### Reading text
--

Predicting sub-population specific viral evolution
This work addresses the challenge of location-specific viral evolution prediction for therapeutic design and disease surveillance, representing a novel method for a known bottleneck.
The paper tackled the problem of forecasting viral variant distributions across different sub-populations, such as countries, by proposing a model that explicitly models transmission rates and interdependence, resulting in outperforming baselines in predicting viral protein distributions across continents and countries in multi-year evaluations on SARS-CoV-2 and influenza A/H3N2.
Forecasting the change in the distribution of viral variants is crucial for therapeutic design and disease surveillance. This task poses significant modeling challenges due to the sharp differences in virus distributions across sub-populations (e.g., countries) and their dynamic interactions. Existing machine learning approaches that model the variant distribution as a whole are incapable of making location-specific predictions and ignore transmissions that shape the viral landscape. In this paper, we propose a sub-population specific protein evolution model, which predicts the time-resolved distributions of viral proteins in different locations. The algorithm explicitly models the transmission rates between sub-populations and learns their interdependence from data. The change in protein distributions across all sub-populations is defined through a linear ordinary differential equation (ODE) parametrized by transmission rates. Solving this ODE yields the likelihood of a given protein occurring in particular sub-populations. Multi-year evaluation on both SARS-CoV-2 and influenza A/H3N2 demonstrates that our model outperforms baselines in accurately predicting distributions of viral proteins across continents and countries. We also find that the transmission rates learned from data are consistent with the transmission pathways discovered by retrospective phylogenetic analysis.

--

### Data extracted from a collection

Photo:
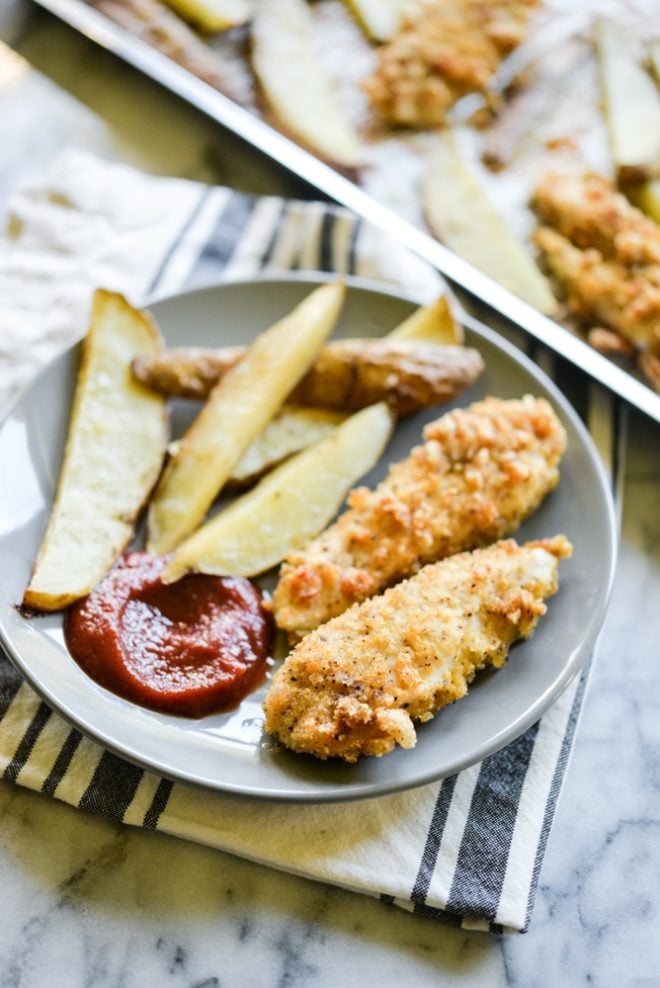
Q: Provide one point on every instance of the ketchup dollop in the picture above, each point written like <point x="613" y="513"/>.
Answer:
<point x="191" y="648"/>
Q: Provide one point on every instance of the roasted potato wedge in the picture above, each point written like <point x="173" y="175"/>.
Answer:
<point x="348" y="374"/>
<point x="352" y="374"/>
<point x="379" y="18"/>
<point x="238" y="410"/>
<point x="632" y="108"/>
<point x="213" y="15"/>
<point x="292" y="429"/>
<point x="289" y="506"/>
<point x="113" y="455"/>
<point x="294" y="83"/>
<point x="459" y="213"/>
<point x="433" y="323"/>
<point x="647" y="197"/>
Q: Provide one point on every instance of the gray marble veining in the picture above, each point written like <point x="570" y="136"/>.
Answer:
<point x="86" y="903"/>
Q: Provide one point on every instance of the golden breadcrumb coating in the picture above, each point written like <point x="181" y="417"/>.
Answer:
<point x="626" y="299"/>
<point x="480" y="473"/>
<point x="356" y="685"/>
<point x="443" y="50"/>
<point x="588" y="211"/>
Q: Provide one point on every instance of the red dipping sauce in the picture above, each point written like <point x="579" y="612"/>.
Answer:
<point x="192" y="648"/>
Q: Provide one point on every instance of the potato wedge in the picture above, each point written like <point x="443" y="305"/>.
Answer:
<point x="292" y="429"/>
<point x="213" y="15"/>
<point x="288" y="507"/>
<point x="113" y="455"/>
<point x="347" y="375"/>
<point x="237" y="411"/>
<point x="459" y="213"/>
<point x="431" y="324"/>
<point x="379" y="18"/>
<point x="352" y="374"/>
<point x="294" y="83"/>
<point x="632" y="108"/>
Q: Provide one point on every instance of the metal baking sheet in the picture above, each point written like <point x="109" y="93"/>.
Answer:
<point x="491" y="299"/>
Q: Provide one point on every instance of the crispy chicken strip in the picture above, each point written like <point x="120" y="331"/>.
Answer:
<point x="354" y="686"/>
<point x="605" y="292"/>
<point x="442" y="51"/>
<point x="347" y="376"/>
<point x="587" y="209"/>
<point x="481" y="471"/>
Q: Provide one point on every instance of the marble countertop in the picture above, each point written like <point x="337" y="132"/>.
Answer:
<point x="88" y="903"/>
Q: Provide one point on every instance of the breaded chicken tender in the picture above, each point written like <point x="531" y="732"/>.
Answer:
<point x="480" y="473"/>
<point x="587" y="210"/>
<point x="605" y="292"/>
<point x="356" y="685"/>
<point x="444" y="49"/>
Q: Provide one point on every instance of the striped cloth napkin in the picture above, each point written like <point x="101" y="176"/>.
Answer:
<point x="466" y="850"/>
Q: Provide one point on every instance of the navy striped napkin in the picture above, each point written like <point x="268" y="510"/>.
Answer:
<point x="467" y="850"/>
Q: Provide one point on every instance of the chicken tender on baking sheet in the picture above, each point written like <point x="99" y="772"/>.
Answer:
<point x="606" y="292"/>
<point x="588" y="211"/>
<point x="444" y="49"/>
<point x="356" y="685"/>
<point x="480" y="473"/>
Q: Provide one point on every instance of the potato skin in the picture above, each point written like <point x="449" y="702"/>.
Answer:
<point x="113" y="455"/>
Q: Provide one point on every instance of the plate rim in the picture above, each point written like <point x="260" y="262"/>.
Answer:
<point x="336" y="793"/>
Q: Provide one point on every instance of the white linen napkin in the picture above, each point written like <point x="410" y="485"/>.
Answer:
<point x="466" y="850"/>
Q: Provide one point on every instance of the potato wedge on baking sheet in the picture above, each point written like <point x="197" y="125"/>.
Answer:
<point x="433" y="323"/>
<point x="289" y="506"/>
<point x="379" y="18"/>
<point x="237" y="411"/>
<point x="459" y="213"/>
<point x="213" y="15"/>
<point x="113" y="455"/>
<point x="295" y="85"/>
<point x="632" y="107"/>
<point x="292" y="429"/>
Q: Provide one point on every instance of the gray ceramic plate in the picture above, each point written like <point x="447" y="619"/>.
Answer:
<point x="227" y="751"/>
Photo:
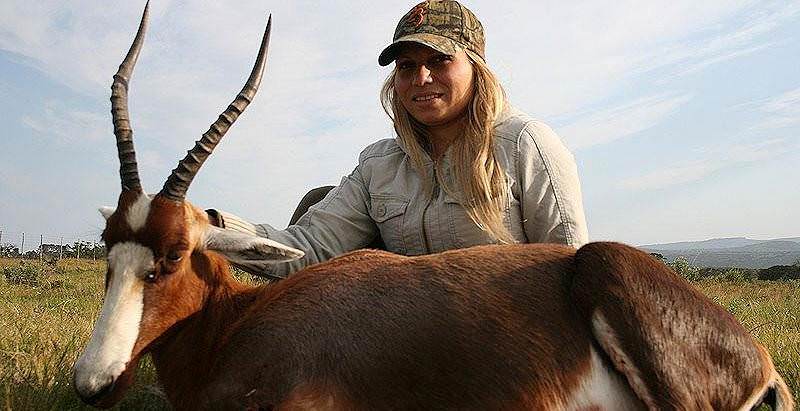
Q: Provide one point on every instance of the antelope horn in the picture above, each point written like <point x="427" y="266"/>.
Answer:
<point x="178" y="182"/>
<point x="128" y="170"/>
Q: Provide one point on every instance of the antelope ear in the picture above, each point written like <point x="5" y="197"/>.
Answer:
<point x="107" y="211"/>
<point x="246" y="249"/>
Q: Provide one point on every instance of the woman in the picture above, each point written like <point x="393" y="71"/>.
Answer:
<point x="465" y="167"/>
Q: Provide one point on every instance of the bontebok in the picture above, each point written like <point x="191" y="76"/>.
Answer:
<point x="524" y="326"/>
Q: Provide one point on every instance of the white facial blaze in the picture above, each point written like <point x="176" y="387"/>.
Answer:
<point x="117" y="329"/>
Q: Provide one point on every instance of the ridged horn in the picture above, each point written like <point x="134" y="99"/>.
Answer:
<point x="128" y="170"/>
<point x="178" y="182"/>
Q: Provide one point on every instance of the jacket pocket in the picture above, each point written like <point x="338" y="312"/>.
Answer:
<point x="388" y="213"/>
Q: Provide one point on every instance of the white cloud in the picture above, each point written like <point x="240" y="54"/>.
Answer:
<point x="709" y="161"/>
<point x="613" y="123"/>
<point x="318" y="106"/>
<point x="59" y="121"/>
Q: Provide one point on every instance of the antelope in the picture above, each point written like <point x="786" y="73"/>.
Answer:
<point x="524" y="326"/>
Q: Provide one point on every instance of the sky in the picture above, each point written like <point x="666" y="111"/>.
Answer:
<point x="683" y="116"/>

--

### Task description
In one to three sentences, explain why the viral evolution text says forecasting changes in the distribution of viral variants poses significant modeling challenges.

### Result below
Virus distributions differ sharply across sub-populations, such as countries. Those sub-populations also interact dynamically.